Answer these questions from the Twin Peaks piece below.
1. Who is called the audiences' representative?
2. What was the number one complaint about the film 'Fire Walk With Me'?
3. In which series did Lynch lose interest?

| Document text |
★ ★ ★ ★ ★

11 May
The Ecstatic Silence: 13

The dream floats out from the great purple expanse. Where there is process and flow then suck, suck, suck. There’s no law and order apart from actual entities. Their reasons for them are found in the waves of the purple sea. Actual entities are decisions amid potentiality. To be recognized they must be stable somewhere along the line. A uniform scheme differs from the purple expanse because incomplete. It is not a fact prior to the world but is the first determination of order. Johnny takes each book, film and tv show as their swerving mirrors.



Johnny woke each night from dreams wreathed in strange childhood sins. Below this there were wriggling bugs. These sought remnants of a used up life and an endless succession of fatalities.Their clarity was a question. Just what is it that makes today’s homes so different, so appealing? It’s about posing and moving. Tomorrow would be this formula of plastic dolls, comic strips, tv shows and detachable biology. Electricity and radiowaves gild the lifestyle of tensile liberation attitudes whilst rechanneling refuse into a cage. Luma and chroma – light and colour - and metafiction. What Johnny awoke to was the thought that we should brook no ambition from matter. Twin Peaks is first a matter of who killed Laura Palmer. The anxiety in play is that beneath its noir soap mystery is what the mystery eats up. We digest the dark signatures of existence in another world.

Tv audiences, we’re told, didn’t care about Laura Palmer. They just wanted to know who did it and what it had to do with Bob. This is a wearied acceptance of surfaces and facades. Evil Bob becomes the representative of that mind. Bob possesses the audience. Agent Cooper, as the audiences’ representative, reflects our desires. The logic of this bitter decay provokes a cynical laughter. David Lynch, in this version, is fighting back against the audience that is now Bob, again using Laura Palmer as a weapon against Bobs’ consumable violence. The film ‘Fire Walk With Me’ would try and make the audience care about Laura by going straight to the source of the pain and sorrow. Did this heartbreaking story finally release audiences’ hearts from Bob’s clutches? Quite the opposite. The film was a complete failure at the box office with the number one complaint being that the story was about Laura Palmer and not about Bob’s possession of Cooper at the end of the second series. At this point there was no hope for the message of Twin Peaks according to the Youtube video. 

Johnny sees Lynch differently. He smiled not so many months ago. It was one of those slow smiles that leaves you flexing limbs. But he was alone with the rest of his organism like a detached babysitter.

How does one series transform into the next? How does even one episode transform into the next? Error, form and matter relations are nervous, particularly so in Twin Peaks. And dramatically so between series two and three, but pretty seriously so even between series one and two. Lynch lost interest in series two and didn’t direct until the end, when error, form and matter relations are negotiated round the question of how one thing becomes the next thing. Growth is a contrast to sequence.

 It was about the seed. The work is the cytoplastic body.  Twin Peaks buckles transmission with development. 

TV is just transmission. Its money buys TV happiness. But money is what happiness can't buy.

★ ★ ★ ★ ★

| Entries supplied |
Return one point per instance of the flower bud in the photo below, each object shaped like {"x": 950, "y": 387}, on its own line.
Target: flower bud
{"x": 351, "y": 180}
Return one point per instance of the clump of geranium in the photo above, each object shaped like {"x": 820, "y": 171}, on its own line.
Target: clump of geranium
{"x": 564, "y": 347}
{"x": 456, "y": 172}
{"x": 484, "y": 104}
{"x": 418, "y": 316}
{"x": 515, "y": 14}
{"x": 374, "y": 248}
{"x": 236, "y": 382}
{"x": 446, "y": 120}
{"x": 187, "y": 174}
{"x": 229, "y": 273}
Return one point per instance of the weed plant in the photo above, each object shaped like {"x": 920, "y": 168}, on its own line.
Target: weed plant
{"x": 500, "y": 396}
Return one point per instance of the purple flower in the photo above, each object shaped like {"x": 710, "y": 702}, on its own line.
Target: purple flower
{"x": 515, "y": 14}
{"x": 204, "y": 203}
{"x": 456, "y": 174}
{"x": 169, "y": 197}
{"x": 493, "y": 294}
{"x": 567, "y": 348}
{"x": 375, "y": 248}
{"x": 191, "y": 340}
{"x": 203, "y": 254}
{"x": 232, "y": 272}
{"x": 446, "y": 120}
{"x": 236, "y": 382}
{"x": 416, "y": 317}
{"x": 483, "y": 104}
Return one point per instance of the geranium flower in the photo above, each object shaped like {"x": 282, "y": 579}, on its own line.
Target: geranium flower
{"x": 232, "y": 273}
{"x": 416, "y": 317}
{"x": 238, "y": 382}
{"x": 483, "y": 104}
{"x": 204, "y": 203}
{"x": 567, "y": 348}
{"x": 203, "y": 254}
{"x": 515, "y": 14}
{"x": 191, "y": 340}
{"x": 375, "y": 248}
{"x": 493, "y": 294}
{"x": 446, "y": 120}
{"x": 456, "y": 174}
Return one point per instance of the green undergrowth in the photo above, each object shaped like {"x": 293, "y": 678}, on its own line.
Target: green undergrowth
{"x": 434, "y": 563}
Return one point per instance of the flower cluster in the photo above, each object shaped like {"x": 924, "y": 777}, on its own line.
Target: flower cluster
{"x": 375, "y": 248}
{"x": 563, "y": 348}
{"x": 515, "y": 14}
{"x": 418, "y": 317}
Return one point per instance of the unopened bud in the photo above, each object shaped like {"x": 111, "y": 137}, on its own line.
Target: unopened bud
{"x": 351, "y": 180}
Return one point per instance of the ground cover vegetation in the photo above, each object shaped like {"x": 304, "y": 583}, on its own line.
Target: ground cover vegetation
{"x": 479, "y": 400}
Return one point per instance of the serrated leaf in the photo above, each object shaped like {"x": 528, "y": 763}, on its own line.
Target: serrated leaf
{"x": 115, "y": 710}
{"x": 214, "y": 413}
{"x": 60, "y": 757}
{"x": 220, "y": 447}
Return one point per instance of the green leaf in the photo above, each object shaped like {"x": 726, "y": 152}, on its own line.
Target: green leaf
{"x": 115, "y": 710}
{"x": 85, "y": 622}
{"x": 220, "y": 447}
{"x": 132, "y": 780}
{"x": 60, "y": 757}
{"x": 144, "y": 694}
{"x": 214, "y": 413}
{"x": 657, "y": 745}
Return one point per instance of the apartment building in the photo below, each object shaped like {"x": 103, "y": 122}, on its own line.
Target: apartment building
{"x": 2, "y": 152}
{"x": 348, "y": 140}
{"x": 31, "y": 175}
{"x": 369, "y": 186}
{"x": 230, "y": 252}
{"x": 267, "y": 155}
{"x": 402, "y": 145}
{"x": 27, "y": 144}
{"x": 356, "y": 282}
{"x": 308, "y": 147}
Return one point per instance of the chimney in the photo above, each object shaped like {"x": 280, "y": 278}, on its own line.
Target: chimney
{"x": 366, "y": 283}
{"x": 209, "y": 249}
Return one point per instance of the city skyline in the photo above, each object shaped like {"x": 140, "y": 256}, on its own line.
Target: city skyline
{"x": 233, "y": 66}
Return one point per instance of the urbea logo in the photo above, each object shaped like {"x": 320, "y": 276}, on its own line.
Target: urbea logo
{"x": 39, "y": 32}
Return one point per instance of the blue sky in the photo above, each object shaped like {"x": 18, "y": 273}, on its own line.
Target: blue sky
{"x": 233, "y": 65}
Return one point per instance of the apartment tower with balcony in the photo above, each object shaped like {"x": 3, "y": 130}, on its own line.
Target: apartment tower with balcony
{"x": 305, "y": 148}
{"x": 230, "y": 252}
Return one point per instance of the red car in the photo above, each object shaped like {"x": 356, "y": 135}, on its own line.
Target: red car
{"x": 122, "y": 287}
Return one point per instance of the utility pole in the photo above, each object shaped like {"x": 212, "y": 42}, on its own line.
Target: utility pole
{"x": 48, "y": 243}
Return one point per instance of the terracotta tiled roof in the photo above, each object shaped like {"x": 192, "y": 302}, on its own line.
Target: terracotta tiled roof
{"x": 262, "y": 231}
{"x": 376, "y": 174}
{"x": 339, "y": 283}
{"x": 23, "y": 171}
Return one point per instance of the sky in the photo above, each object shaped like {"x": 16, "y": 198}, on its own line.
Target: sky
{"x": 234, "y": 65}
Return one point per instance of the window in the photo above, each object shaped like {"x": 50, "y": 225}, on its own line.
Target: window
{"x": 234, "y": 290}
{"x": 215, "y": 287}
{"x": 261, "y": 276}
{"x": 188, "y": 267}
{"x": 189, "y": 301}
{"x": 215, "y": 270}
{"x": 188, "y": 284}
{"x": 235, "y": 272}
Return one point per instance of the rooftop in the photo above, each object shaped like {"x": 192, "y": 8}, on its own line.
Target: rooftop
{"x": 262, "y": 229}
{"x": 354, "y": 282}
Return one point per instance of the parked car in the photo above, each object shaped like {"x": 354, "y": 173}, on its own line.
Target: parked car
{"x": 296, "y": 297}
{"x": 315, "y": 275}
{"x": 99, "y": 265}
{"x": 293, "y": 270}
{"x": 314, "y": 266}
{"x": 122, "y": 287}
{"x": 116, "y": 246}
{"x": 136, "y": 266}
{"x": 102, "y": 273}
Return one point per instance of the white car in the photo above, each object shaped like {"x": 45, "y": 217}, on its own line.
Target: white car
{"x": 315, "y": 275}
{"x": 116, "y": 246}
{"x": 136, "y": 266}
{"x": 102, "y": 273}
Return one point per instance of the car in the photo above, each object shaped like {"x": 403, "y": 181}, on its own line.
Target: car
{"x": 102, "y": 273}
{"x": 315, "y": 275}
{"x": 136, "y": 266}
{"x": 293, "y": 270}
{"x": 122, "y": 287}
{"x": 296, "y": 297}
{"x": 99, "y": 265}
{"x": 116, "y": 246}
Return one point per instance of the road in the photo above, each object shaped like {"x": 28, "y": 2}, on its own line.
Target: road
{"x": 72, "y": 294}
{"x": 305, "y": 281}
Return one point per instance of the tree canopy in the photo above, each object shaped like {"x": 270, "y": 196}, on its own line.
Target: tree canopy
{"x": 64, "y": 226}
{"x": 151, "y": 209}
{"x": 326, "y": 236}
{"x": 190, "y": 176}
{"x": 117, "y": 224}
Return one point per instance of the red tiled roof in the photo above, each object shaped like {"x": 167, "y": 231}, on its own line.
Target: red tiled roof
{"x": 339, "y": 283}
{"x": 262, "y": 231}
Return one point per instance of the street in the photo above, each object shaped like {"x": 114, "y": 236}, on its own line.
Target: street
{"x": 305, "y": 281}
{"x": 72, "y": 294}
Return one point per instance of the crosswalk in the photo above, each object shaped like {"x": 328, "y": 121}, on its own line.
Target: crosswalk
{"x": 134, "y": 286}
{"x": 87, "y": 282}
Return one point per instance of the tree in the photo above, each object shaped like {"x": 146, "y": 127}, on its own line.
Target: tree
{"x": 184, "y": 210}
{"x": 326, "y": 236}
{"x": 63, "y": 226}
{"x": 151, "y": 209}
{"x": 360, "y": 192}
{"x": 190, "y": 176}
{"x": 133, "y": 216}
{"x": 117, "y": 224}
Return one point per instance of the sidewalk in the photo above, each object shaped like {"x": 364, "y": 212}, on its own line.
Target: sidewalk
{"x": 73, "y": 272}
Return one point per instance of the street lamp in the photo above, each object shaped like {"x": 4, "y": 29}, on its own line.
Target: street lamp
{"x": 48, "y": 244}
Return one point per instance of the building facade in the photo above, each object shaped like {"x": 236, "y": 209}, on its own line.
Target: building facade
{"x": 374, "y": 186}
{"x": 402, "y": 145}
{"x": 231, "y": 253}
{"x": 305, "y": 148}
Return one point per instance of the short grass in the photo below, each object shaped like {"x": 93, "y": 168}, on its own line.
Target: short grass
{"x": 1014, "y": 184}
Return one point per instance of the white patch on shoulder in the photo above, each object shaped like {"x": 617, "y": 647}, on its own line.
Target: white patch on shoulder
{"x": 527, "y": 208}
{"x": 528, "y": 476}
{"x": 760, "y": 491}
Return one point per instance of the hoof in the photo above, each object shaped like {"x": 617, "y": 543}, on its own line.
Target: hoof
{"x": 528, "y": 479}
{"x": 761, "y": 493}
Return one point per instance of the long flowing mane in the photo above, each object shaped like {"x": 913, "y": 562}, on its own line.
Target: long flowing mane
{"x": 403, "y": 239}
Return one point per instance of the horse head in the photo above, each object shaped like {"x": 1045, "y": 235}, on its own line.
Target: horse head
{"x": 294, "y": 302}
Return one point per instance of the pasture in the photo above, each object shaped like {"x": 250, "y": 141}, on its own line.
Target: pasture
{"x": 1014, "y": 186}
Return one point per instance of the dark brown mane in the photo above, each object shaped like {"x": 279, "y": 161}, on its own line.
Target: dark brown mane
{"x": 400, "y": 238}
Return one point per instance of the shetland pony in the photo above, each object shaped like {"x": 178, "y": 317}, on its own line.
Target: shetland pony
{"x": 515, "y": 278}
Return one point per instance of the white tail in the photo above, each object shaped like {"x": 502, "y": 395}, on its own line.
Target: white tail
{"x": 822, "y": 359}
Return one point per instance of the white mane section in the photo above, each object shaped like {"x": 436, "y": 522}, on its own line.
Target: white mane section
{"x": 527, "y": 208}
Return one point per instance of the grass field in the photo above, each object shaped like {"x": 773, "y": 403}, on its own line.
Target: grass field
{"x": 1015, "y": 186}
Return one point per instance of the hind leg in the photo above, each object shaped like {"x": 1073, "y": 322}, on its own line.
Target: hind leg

★ ★ ★ ★ ★

| Answer area |
1. Agent Cooper.
2. That the story was about Laura Palmer and not about Bob's possession of Cooper at the end of the second series.
3. Series two.